• GIVEN INSTRUCTION
Copy out word for word the part of the listing below that opens with the line containing "Mark the armchair" and runs through the end of the listing, with both ends included.

• RECORDS SUPPLIED

===

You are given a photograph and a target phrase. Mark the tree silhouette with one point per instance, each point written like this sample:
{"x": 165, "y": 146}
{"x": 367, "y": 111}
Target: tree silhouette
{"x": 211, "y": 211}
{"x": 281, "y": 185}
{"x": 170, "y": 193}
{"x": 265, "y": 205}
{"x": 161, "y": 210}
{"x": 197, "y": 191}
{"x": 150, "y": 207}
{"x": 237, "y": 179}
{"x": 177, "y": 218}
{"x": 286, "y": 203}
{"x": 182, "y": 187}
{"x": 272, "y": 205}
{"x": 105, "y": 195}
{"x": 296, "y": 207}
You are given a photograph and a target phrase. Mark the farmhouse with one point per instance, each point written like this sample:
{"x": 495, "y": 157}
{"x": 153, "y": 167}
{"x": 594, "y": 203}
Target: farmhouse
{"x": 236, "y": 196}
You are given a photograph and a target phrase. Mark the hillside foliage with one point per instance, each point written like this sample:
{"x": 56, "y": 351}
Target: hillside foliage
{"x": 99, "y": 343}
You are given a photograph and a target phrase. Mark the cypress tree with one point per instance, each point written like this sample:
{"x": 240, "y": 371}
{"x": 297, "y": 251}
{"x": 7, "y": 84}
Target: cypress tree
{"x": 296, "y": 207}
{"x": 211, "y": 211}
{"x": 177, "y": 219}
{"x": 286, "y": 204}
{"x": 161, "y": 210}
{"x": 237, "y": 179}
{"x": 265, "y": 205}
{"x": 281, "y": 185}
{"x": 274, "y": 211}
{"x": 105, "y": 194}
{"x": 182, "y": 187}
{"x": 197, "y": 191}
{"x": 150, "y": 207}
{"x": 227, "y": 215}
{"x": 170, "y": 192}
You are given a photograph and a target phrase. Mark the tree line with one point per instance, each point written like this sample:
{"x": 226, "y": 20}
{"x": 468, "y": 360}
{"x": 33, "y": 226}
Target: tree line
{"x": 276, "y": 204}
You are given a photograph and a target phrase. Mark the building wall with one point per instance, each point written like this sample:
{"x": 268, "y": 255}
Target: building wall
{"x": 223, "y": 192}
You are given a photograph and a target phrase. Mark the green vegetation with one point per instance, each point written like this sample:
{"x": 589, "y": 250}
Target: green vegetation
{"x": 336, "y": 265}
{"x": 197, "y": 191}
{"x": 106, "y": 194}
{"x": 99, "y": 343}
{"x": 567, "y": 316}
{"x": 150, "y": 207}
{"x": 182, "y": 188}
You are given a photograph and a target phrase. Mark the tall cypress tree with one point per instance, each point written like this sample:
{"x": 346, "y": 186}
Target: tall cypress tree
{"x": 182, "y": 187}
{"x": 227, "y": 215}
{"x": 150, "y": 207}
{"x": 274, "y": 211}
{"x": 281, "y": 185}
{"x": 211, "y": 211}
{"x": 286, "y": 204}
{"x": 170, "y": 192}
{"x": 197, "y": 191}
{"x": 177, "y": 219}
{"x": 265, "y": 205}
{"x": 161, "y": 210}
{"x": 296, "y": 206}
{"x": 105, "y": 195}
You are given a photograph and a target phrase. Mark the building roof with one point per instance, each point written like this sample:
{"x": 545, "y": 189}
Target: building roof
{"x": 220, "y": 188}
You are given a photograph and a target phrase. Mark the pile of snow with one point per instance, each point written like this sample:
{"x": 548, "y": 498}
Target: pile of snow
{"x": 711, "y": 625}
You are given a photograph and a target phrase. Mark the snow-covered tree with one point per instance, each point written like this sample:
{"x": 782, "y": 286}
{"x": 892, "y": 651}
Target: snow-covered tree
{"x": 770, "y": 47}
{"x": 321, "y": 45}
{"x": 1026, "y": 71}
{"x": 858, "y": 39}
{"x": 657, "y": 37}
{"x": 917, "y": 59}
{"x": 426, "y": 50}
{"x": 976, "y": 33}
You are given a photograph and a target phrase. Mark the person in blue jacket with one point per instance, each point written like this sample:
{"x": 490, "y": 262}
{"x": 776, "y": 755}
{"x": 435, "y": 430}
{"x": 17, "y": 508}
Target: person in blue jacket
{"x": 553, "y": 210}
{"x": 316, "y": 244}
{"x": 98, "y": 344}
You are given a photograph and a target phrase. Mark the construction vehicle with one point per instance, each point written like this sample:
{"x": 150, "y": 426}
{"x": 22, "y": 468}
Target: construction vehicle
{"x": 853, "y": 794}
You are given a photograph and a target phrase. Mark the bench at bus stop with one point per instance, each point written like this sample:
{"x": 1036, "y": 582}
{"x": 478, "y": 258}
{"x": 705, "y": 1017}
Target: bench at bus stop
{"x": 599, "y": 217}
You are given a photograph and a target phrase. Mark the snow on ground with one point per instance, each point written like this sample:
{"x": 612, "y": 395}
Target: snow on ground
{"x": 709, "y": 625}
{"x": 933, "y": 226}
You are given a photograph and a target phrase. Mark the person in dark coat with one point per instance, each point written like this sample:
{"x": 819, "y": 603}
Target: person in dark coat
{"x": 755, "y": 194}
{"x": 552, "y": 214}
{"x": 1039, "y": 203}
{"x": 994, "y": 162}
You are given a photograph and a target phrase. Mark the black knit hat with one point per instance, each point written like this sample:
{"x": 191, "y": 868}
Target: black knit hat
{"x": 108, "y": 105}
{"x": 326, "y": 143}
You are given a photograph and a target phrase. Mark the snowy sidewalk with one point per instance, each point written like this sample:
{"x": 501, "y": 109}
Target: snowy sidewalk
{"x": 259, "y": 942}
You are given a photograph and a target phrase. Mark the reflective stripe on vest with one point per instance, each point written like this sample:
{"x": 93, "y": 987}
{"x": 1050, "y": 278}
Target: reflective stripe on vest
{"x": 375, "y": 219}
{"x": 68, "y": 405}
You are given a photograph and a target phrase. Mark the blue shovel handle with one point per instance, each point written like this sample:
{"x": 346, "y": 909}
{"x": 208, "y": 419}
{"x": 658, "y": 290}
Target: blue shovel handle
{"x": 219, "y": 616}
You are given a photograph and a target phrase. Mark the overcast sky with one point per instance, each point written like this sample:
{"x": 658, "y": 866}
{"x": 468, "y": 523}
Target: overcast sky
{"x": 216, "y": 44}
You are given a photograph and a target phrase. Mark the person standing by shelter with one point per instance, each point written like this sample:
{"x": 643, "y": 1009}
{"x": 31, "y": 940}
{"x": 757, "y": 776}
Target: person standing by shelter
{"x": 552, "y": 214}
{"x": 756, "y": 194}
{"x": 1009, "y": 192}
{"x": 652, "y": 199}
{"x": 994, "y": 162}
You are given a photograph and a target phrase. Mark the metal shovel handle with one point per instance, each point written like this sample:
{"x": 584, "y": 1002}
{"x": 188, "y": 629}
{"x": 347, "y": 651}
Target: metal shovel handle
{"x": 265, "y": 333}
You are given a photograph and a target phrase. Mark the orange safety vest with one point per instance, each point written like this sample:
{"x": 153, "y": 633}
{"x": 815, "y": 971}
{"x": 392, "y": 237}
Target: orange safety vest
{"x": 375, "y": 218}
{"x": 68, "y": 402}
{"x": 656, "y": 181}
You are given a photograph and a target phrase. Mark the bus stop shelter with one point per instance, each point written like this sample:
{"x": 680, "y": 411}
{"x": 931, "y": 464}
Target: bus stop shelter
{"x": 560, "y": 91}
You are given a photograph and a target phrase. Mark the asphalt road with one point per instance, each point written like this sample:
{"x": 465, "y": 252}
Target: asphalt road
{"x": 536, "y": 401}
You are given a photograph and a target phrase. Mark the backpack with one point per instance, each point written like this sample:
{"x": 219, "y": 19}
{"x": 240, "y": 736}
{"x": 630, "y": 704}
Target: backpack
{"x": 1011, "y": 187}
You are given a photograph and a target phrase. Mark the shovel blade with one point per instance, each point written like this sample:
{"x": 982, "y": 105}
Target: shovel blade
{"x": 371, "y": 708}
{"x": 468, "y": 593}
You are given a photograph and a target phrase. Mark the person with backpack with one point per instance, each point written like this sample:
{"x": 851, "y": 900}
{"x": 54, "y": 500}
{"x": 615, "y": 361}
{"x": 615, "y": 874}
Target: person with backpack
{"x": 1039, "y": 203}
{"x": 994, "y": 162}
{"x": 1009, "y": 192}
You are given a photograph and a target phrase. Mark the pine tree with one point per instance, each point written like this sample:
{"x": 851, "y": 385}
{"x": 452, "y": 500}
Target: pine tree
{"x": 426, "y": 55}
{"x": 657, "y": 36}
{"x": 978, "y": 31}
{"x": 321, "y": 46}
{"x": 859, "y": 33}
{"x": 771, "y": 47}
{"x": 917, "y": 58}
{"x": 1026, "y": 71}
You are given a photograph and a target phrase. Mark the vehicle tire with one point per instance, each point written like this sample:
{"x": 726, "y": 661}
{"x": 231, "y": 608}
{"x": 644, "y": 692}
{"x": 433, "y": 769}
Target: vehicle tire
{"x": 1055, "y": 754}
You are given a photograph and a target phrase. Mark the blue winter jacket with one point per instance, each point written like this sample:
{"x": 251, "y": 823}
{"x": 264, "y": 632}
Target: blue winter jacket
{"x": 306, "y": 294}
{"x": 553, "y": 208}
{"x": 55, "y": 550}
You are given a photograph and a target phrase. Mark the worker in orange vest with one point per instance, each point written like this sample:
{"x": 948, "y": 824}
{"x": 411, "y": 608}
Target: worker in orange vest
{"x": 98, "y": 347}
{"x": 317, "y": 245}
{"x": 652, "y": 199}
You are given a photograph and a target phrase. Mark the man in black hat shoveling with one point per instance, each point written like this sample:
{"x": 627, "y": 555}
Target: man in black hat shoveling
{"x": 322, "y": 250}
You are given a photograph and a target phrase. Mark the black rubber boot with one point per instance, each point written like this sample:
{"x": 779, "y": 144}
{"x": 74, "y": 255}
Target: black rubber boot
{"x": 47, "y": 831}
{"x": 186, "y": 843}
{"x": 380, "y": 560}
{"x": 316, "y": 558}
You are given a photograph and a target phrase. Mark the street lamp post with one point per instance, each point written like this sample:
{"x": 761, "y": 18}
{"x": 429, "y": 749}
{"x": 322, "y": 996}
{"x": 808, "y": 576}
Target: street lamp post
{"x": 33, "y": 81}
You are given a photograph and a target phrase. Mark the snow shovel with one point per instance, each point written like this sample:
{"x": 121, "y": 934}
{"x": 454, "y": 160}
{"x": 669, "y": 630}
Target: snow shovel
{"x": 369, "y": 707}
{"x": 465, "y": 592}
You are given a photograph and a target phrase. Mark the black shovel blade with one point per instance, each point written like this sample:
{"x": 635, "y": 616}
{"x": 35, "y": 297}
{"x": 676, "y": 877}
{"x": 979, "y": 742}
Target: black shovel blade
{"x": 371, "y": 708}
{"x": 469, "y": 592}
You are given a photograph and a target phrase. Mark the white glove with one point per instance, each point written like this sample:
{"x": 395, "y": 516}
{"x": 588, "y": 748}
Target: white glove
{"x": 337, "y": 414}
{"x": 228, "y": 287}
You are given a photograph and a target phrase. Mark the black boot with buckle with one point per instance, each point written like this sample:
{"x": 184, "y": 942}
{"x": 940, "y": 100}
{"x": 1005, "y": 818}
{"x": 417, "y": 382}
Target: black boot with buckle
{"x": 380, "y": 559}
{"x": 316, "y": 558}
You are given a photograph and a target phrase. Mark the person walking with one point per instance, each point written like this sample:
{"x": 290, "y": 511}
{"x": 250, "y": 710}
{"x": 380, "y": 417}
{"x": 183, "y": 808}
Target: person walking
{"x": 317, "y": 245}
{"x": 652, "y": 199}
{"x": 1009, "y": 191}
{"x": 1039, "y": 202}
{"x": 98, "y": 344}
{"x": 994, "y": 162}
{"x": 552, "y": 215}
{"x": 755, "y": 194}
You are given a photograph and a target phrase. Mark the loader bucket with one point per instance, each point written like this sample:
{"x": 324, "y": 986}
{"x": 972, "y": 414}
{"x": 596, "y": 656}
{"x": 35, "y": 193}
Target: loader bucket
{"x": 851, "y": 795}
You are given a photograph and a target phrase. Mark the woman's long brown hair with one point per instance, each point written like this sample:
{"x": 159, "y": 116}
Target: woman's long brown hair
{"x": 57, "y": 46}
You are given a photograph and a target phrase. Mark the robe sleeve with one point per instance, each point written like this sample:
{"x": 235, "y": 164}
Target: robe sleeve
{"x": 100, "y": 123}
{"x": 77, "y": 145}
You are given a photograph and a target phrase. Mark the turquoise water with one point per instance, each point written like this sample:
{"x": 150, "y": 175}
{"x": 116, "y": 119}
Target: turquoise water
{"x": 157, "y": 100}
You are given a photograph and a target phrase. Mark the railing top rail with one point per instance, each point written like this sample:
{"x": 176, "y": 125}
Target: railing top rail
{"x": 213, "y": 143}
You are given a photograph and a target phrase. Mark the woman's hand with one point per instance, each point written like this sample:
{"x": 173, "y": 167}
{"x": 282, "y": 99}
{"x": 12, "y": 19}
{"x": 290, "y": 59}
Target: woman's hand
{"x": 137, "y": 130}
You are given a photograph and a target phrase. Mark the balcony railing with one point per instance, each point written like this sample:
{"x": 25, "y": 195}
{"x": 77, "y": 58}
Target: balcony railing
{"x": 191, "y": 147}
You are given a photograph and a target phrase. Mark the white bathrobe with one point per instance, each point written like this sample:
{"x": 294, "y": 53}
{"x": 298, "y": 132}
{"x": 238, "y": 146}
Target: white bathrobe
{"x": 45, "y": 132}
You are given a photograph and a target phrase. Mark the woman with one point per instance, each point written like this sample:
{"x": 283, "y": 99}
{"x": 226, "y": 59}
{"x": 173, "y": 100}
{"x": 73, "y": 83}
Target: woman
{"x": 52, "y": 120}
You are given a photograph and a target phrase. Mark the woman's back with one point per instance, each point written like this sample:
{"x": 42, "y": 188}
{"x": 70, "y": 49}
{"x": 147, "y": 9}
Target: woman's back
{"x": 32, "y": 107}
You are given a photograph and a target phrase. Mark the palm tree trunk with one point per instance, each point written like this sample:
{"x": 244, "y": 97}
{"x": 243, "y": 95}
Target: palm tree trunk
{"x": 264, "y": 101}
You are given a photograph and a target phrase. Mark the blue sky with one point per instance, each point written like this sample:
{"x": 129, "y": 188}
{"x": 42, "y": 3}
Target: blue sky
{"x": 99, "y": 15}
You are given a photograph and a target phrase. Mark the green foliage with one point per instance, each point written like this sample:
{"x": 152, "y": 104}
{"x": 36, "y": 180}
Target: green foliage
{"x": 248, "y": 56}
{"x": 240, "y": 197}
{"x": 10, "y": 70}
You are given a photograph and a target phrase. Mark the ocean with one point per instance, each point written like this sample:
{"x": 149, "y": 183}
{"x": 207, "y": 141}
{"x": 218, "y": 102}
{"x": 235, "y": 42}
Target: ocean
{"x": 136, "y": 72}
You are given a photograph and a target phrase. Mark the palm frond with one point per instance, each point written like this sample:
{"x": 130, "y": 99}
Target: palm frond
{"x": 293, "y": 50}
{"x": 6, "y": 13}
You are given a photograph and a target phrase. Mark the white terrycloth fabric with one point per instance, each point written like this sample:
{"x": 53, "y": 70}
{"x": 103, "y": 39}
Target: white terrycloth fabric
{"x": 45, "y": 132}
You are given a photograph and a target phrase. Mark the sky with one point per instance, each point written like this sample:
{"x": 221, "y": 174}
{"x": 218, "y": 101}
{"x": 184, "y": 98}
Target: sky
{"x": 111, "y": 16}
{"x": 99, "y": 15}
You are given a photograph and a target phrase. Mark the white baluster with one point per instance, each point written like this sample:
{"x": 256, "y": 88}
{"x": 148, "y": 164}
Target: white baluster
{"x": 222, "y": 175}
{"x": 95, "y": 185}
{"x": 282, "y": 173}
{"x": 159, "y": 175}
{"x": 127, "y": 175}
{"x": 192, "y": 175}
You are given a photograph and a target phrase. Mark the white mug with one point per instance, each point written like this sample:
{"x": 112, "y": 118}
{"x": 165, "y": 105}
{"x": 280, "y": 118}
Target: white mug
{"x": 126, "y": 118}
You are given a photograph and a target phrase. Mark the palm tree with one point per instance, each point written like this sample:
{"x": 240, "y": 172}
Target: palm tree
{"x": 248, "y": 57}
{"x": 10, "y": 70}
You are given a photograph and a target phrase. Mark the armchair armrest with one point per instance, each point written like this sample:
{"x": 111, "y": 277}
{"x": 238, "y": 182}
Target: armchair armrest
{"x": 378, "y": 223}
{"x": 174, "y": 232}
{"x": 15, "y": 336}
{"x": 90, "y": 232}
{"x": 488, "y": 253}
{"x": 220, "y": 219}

===

• WRITTEN RESPONSE
You are given a photograph and a target phrase. Mark the armchair armrest with one point per instance, each point written like this sample:
{"x": 111, "y": 277}
{"x": 238, "y": 182}
Target: armchair armrest
{"x": 378, "y": 223}
{"x": 174, "y": 232}
{"x": 15, "y": 336}
{"x": 90, "y": 232}
{"x": 488, "y": 253}
{"x": 220, "y": 219}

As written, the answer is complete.